_Source passage_
With life in China beginning to show signs of returning to normal, what can the spending habits of the world’s most populous nation teach us about what’s to come globally in the wake of Covid-19?
This article will cover :
Mobile commerce, online-to-offline platforms, tech, luxury goods, national solidarity, sustainable shopping, revenge spending
The Chinese, and Chinese Millennials in particular, have incredible purchasing power. And, as quarantine measures are being relaxed, so are the purse strings of these super spenders as Millennial buying habits increase. But how did the pandemic change how the Chinese do business, and what can the rest of the world learn from it?
More time on mobile
In news that should surprise few, mobile usage on lockdown saw an uptick, according to Quest Mobile1 – phone usage went from an average of 6.1 hours per person per day in January 2020, to 7.3, almost half of the waking day! Mobile commerce, particularly for groceries, medical supplies, and cleaning products registered serious growth, according to Kantar2 – as well as online entertainment, unsurprisingly. Douyin (China’s TikTok) and Kuaishou – two of China’s biggest social media sharing sites – became serious sources of entertainment, as the country strived to stay connected through the crisis. Find out more here on how to make the most of this social trend by selling on social media.
The rise in O2O (online-to-offline) platforms
Tempting in digital customers with a real-life offering is not a new thing, but the concept has gained traction in the last few months due to the outbreak. Guiding online customers through the physical store itself over video, O2O platforms have seen a surge, due to obvious reasons, and it'll be interesting to see if the trend continues when people are allowed full freedom again. In addition to the big e-commerce players – such as Tmall, Taobao, and JD.com – Ele.me, Meituan, and Dingdong Maicai, for instance, have become more popular. For Chinese stores – particularly grocers – it’s become an essential, as it's allowed them to keep their stores full of fresh goods ready for consumption.
Tech worth talking about
Tech has played a big part in the e-commerce experience in the nation, and physical stores have been quick to jump on it in the wake of empty shopping malls across the country. Mixc, in Shanghai, took advantage by offering VR channels that let people shop the brands they love virtually, including fashion favorites Nike, Puma and Fila, and beauty giants like L’Oréal and Sephora. Meanwhile, smart retail tech provider Chatail has been building an Instagram-style shopping feed that lets buyers chat with sales associates to pick the items they want, while WeChat Mini lets customers screenshot items and purchase them during live Instagram sessions.
Luxury playing catch-up
While some luxury brands had resisted e-commerce until now, COVID-19 left them little choice but to get involved. Prada has joined Tmall, Alibaba’s e-commerce platform, Belgian brand Delvaux launched on JD.com, and French label Lanvin partnered with the high-end e-commerce platform Secoo to livestream their Fall/Winter 2020 fashion show, incorporating a ‘see now, buy now’ function.
Showing solidarity
Before the outbreak, there was steady growth in the ‘made in China’ market within the country itself, and local pride in the face of the struggle is being seen as a chance to show solidarity with brands that have been affected. One user (of many) on social media platform Little Red Book was noted as commenting “I will buy more pieces from Chinese labels as soon as they resume production. All local businesses are severely suffering from the virus outbreak.”
Is sustainability now sustainable?
Kantar have reported that sustainable shopping is seeing a surge in China, echoing the more global trend for ethically responsible purchasing. This nation is moving towards a tendency to “pay more to buy from socially responsible brands, pay more for cleaner environment and services, and pay more attention to environmental protection and sustainability.”
Revenge spending
The coronavirus outbreak couldn’t have come at a worse time for Chinese retailers – striking over the traditionally lucrative Lunar New Year period. As retailers were preparing themselves for record sales, they instead had to lockdown with much less money coming in. However, keen customers who are celebrating their renewed freedom are taking to ‘revenge spending’. “After a month and a half of closures and restrictions, there is a will to come back and have a real life,” says Micaela Le Divelec Lemmi, CEO of Salvatore Ferragamo3. However, it’s unlikely that revenge spending will make up for all of the lost sales. The outbreak is likely to reduce the luxury industry sales by as much as US$45 billion in 2020, according to the survey of 28 top executives undertaken by Boston Consulting Group and Sanford C. Bernstein.

_List of tasks_
[a] According to the article on Chinese consumer habits after Covid-19, which brands could people shop through the VR channels at Mixc in Shanghai?
[b] Reproduce the passage of the article on Chinese consumer habits after Covid-19 verbatim, between "With life in" and "learn from it?", inclusive.
[c] Answer these questions from the article on Chinese consumer habits after Covid-19.
(i) What was the average daily phone usage per person in January 2020, according to Quest Mobile?
(ii) Which e-commerce platform did Lanvin partner with to livestream its Fall/Winter 2020 fashion show?
(iii) By how much is the outbreak likely to reduce luxury industry sales in 2020?
The rows that come next are drawn from a separate source.

Natural-language object grounding data
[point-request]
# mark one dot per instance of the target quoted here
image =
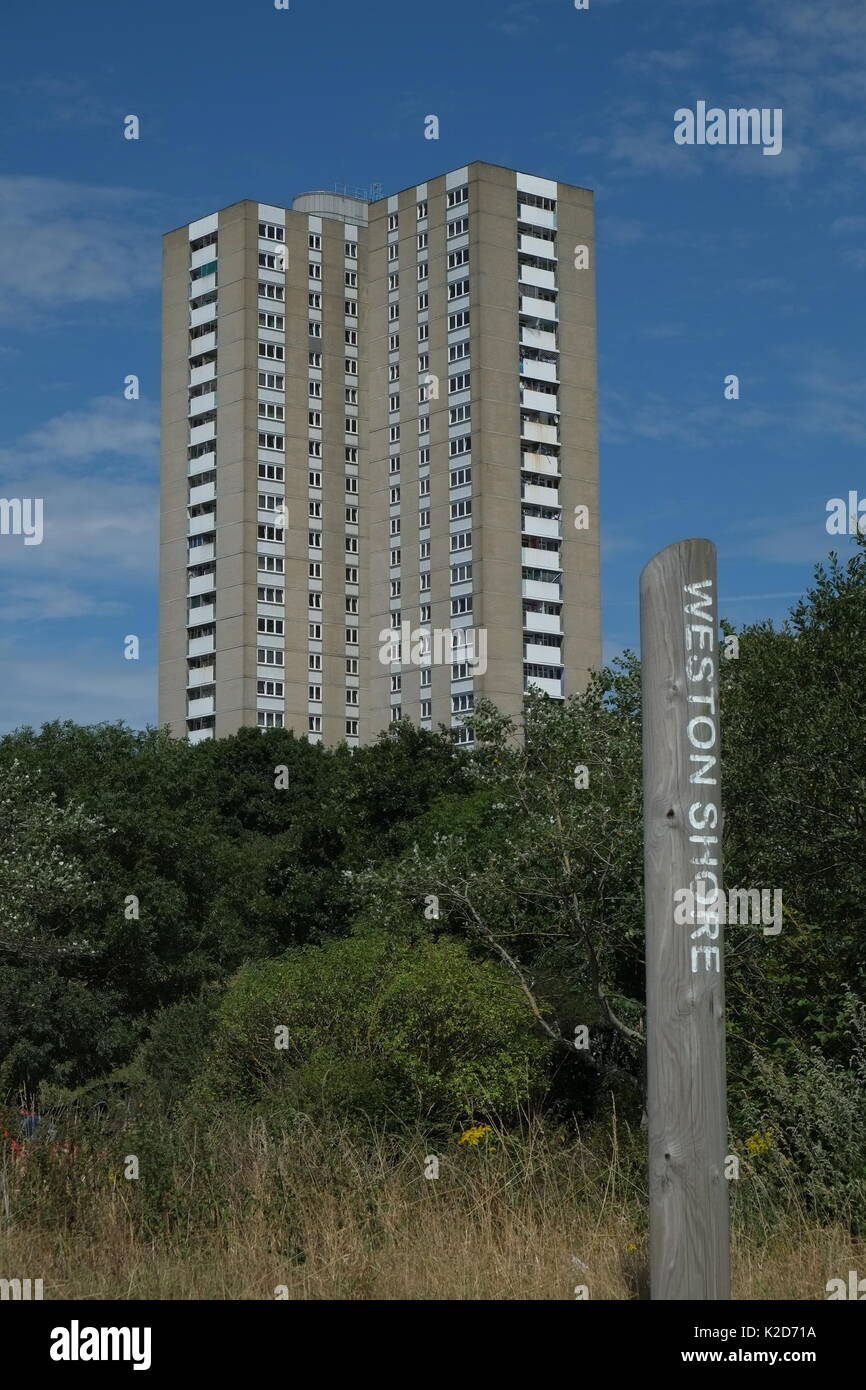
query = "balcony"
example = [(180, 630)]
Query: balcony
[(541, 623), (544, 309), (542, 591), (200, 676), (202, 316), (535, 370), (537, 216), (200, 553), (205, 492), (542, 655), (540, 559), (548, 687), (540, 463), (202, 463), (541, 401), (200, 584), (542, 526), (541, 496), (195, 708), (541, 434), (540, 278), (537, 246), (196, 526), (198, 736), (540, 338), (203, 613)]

_Solutions per task_
[a] Nike, Puma, Fila, L'Oréal, Sephora

[b]
With life in China beginning to show signs of returning to normal, what can the spending habits of the world’s most populous nation teach us about what’s to come globally in the wake of Covid-19?
This article will cover :
Mobile commerce, online-to-offline platforms, tech, luxury goods, national solidarity, sustainable shopping, revenge spending
The Chinese, and Chinese Millennials in particular, have incredible purchasing power. And, as quarantine measures are being relaxed, so are the purse strings of these super spenders as Millennial buying habits increase. But how did the pandemic change how the Chinese do business, and what can the rest of the world learn from it?

[c]
(i) 6.1 hours
(ii) Secoo
(iii) As much as US$45 billion